◆ LISTED RECORDS
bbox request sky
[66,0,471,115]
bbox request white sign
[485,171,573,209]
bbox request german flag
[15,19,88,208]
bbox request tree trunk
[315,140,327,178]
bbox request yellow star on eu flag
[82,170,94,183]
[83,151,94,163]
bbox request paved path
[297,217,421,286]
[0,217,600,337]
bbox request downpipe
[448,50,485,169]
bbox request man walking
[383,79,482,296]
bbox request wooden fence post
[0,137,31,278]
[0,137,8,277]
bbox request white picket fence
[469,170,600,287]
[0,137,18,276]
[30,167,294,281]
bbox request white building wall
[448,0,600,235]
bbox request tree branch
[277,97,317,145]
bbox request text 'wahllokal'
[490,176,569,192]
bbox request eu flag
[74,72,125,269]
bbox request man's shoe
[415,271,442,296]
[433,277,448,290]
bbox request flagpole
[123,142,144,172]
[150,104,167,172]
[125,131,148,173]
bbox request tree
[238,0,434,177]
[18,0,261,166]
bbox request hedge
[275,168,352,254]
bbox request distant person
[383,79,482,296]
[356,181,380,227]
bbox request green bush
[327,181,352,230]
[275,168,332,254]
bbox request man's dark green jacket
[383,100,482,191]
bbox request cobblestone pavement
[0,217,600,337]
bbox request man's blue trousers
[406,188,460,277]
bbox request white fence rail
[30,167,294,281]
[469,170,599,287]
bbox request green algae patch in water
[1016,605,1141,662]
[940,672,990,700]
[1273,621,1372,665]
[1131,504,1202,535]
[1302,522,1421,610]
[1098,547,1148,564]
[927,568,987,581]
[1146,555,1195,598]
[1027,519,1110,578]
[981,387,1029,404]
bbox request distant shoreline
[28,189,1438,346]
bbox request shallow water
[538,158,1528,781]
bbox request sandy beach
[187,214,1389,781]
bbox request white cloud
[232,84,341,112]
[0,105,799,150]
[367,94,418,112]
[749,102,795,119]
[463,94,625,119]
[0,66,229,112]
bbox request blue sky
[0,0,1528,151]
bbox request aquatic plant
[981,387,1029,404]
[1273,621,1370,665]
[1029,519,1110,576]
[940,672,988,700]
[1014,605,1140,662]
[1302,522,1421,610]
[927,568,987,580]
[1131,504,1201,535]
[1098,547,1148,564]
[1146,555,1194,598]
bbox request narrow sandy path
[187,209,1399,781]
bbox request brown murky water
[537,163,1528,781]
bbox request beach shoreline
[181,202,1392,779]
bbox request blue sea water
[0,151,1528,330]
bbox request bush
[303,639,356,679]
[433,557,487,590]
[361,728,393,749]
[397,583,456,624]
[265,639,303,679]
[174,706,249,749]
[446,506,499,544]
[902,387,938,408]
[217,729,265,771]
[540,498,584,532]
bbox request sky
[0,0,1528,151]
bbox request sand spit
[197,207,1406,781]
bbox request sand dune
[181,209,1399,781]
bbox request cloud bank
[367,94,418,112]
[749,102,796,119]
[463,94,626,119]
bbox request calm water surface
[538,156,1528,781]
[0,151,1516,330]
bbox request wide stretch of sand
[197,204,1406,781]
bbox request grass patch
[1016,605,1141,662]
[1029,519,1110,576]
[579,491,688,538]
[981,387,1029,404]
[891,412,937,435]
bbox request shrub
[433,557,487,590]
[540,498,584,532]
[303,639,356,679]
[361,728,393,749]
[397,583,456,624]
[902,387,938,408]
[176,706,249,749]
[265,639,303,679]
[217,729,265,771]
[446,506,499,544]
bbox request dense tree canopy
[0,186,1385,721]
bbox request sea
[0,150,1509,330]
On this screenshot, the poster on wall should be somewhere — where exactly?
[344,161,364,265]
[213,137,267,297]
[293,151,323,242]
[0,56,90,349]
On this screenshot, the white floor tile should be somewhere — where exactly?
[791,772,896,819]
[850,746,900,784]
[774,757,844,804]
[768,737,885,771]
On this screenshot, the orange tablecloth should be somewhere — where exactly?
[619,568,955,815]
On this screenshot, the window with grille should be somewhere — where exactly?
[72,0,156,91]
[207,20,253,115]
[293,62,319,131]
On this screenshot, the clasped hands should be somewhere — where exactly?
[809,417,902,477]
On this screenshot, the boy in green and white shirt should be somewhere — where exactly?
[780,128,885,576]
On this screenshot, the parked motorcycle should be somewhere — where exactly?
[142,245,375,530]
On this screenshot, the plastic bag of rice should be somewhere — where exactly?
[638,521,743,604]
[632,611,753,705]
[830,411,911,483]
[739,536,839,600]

◆ THE PROBLEM
Copy out all of the data above again, line for line, with nothing changed.

◆ ANSWER
bbox request sky
[66,0,471,115]
bbox request white sign
[485,171,573,209]
bbox request german flag
[15,19,88,208]
bbox request tree trunk
[315,140,327,178]
bbox request yellow star on eu flag
[82,170,94,183]
[83,151,94,163]
bbox request paved path
[297,217,421,286]
[0,217,600,337]
bbox request downpipe
[448,50,485,169]
bbox request man walking
[383,79,482,296]
bbox request wooden fence post
[0,137,31,278]
[0,137,8,277]
bbox request white picket fence
[469,170,600,287]
[0,137,18,276]
[30,167,294,281]
bbox request white building wall
[448,0,600,235]
bbox request tree branch
[277,97,317,145]
bbox request text 'wahllokal'
[490,176,569,192]
bbox request eu flag
[74,72,125,269]
bbox request man's shoe
[415,271,442,296]
[433,277,448,290]
bbox request flagpole
[123,142,144,172]
[150,104,167,172]
[125,131,148,173]
bbox request tree
[238,0,434,177]
[18,0,261,166]
bbox request hedge
[275,168,352,254]
bbox request distant person
[383,79,482,296]
[356,181,380,227]
bbox request green bush
[327,181,352,230]
[275,168,332,254]
bbox request man's dark green jacket
[383,100,482,191]
bbox request cobblestone pavement
[0,217,600,337]
bbox request man's blue trousers
[406,188,460,277]
bbox request white fence rail
[30,167,294,281]
[469,170,599,287]
bbox request green algae patch in water
[1016,605,1141,662]
[940,672,990,700]
[1273,621,1372,665]
[1131,504,1202,535]
[1302,522,1421,610]
[1098,547,1148,564]
[927,568,987,581]
[1146,555,1195,598]
[1027,519,1110,578]
[981,387,1029,404]
bbox request distant shoreline
[28,189,1438,346]
bbox request shallow water
[538,158,1528,781]
bbox request sandy beach
[187,214,1389,781]
bbox request white cloud
[232,84,341,112]
[0,105,799,150]
[367,94,418,112]
[749,102,795,119]
[463,94,625,119]
[0,66,229,112]
bbox request blue sky
[0,0,1528,151]
bbox request aquatic plant
[981,387,1029,404]
[1273,621,1370,665]
[1029,519,1110,576]
[940,672,988,700]
[1014,605,1140,662]
[1302,522,1421,610]
[927,568,987,580]
[1131,504,1201,535]
[1098,547,1148,564]
[1146,555,1194,598]
bbox request narrow sandy path
[187,209,1399,781]
bbox request brown murky water
[537,163,1528,781]
bbox request beach shoreline
[181,202,1392,779]
bbox request blue sea water
[0,151,1528,330]
bbox request bush
[303,639,356,679]
[433,557,487,590]
[361,728,393,749]
[397,583,456,624]
[265,639,303,679]
[174,706,249,749]
[446,506,499,544]
[902,387,938,408]
[217,729,265,771]
[540,498,584,532]
bbox request sky
[0,0,1528,151]
bbox request sand spit
[197,207,1406,781]
bbox request sand dune
[181,209,1399,781]
bbox request cloud bank
[367,94,418,112]
[749,102,796,119]
[463,94,626,119]
bbox request calm water surface
[538,156,1528,781]
[0,151,1516,330]
bbox request wide stretch of sand
[197,204,1406,781]
bbox request grass patch
[1016,605,1141,662]
[1029,519,1110,576]
[579,491,688,538]
[981,387,1029,404]
[891,412,937,435]
bbox request shrub
[433,557,487,590]
[540,498,584,532]
[303,639,356,679]
[361,728,393,749]
[397,583,456,624]
[902,387,938,408]
[176,706,249,749]
[265,639,303,679]
[217,729,265,771]
[446,506,499,544]
bbox request dense tree canopy
[0,186,1385,721]
bbox request sea
[0,150,1509,330]
On this screenshot, the poster on wall should be somewhere — where exactly?
[344,161,364,265]
[213,137,267,297]
[293,151,323,242]
[0,56,90,349]
On this screenshot, the white floor tile should be somewhere — where exactly?
[791,772,896,819]
[850,746,900,784]
[774,757,844,804]
[768,737,885,771]
On this screenshot, the orange tablecloth should be somewhere — where exactly?
[619,568,955,815]
On this screenshot, the window with grille should be somewhere — where exactly?
[72,0,156,91]
[207,20,253,115]
[293,62,319,131]
On this screenshot, the clasped hands should be somewhere — where exactly?
[809,417,902,477]
On this screenshot, the boy in green and white shirt should be somewhere — where exactly?
[780,128,885,576]
On this screenshot, the parked motorcycle should be somewhere — where exactly?
[142,245,375,530]
On this screenshot, the plastic bag of rice should be somewhere — where exactly?
[638,521,743,604]
[632,611,753,705]
[830,411,911,483]
[739,536,839,600]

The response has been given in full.